**Reading passage**
In a nutshell I'm worrying that I may have either:

An enlarged prostate or prostate cancer - based on the fact that I've recently been experiencing the frequent need to urinate and blood tests have come back negative for diabetes and my dad had prostate cancer. But no other symptoms of prostate cancer have been noticed and I'm 'only' 40 so unlikely to suffer from this just yet.

Or

Bowel Cancer - based on the fact that I'm going to the toilet more than usual (and other changes) with some stomach discomfort and the fact that things in that department haven't been 'normal' for a number of years but I'd always put that down to poor diet and being overweight. But no other symptoms of bowel cancer have been noticed.

I also started a new diet last week which I'm sure is having some effect in this regard but a lot of these 'symptoms' pre-date this which is why I can't totally discount them.

I'm trying to be rational and just say to myself that if anything I possibly just have some minor stomach bug or at the very worse I have IBS but I don't seem able to convince myself of this. It's not helped by the fact that when I saw the GP I asked about prostate cancer and she was neither dismissive of it or supportive of it either and when I was given a physical examination of my stomach she pressed so lightly I could honestly barely feel it and so being a large person I'm sure she would not have been able to feel anything even if it were there.

I don't want to keep going back to my GP as I'm sure they are sick and tired of seeing me. Also as I'm going through a stressful time at the moment with other things there is even the possibility that all of this is just a physical reaction to anxiety or at least in part it is. I just don't know what to do for the best. I don't want to be like this and worrying over every twinge and pain but at the same time I don't want to ignore something only to find later that it was something I shouldn't have ignored! Just don't know what to do for the best or how to stop worrying over something that quite possibly is absolutely nothing.

raggamuffin
08-19-2013, 07:29 AM
Anxiety causes you to need the toilet a lot. The fight or flight response can upset your stomach cause stool issues, urinating lots etc. Then when you obsess over it being something sinsiter youer body wuill emphasize these symptoms even more.

**Point-localization data**
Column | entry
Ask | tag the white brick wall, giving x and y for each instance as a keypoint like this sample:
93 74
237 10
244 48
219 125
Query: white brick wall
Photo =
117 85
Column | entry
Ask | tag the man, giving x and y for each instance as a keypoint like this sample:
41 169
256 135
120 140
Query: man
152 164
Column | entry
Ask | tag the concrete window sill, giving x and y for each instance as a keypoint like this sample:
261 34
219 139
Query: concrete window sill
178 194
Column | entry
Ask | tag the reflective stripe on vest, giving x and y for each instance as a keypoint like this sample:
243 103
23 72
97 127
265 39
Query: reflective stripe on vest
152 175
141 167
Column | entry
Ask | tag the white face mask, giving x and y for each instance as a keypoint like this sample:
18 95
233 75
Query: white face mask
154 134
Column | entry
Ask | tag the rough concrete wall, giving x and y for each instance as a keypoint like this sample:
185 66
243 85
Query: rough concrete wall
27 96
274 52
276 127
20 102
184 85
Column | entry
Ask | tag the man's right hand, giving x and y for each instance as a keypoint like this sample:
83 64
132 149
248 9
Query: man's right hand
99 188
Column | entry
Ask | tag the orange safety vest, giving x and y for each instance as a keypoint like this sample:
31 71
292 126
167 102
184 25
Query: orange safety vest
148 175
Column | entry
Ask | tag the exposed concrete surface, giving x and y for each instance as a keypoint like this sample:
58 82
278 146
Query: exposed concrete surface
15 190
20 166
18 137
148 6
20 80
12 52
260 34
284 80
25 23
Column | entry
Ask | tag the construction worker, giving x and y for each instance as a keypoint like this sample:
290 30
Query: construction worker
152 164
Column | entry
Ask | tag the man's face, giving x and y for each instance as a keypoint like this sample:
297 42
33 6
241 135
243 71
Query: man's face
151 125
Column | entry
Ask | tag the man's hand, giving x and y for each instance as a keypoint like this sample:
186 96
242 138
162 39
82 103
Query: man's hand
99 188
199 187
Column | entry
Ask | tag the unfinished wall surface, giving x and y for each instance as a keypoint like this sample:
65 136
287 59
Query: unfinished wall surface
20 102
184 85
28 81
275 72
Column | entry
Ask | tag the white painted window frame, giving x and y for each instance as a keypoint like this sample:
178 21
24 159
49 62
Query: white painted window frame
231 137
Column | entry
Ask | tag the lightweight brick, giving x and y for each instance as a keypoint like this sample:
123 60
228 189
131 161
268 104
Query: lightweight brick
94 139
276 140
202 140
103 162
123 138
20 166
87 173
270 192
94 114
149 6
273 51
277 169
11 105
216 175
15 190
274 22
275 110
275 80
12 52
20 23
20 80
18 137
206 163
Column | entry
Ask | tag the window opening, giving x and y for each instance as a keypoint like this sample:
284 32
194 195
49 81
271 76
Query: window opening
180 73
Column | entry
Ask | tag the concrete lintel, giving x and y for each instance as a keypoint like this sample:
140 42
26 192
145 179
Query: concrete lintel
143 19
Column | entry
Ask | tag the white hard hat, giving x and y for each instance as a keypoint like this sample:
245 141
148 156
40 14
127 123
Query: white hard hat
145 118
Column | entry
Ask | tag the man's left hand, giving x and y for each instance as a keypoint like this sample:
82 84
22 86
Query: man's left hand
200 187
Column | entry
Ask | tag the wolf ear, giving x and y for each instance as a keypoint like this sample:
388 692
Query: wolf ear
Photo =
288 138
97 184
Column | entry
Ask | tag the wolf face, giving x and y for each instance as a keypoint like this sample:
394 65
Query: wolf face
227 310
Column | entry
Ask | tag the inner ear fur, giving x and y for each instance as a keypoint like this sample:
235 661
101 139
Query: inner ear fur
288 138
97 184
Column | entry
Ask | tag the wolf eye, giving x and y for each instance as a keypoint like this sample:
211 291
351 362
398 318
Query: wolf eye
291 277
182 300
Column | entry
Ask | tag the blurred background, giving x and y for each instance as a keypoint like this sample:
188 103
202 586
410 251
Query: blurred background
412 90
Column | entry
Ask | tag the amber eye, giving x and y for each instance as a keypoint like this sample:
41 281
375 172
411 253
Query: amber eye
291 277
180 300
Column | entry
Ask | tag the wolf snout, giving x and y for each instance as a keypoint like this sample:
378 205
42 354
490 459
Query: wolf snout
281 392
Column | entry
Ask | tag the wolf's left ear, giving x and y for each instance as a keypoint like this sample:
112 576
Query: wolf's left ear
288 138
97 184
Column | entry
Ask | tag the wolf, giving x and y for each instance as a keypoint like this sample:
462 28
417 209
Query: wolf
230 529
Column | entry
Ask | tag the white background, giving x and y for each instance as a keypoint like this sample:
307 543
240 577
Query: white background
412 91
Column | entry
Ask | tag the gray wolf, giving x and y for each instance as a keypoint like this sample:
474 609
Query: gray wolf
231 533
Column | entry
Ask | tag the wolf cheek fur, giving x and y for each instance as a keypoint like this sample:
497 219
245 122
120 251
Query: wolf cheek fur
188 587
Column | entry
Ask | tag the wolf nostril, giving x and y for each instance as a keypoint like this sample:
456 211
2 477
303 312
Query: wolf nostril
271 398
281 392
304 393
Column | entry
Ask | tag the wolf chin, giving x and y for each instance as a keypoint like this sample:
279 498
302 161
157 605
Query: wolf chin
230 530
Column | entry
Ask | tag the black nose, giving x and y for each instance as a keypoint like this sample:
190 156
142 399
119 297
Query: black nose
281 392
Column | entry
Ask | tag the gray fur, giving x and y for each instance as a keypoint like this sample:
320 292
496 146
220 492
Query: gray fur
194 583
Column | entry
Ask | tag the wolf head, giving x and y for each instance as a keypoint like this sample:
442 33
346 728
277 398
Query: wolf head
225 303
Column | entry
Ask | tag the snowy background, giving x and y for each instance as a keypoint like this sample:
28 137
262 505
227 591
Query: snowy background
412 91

**Task list**
**A)** Extract everything in the forum post from "An enlarged prostate" down to "totally discount them.".
**B)** In the forum post, what condition did the writer's blood tests come back negative for?
The listing above is separate material and has no connection to the forum post.

**Answers to each task**
**A)**
An enlarged prostate or prostate cancer - based on the fact that I've recently been experiencing the frequent need to urinate and blood tests have come back negative for diabetes and my dad had prostate cancer. But no other symptoms of prostate cancer have been noticed and I'm 'only' 40 so unlikely to suffer from this just yet.

Or

Bowel Cancer - based on the fact that I'm going to the toilet more than usual (and other changes) with some stomach discomfort and the fact that things in that department haven't been 'normal' for a number of years but I'd always put that down to poor diet and being overweight. But no other symptoms of bowel cancer have been noticed.

I also started a new diet last week which I'm sure is having some effect in this regard but a lot of these 'symptoms' pre-date this which is why I can't totally discount them.

**B)** Diabetes.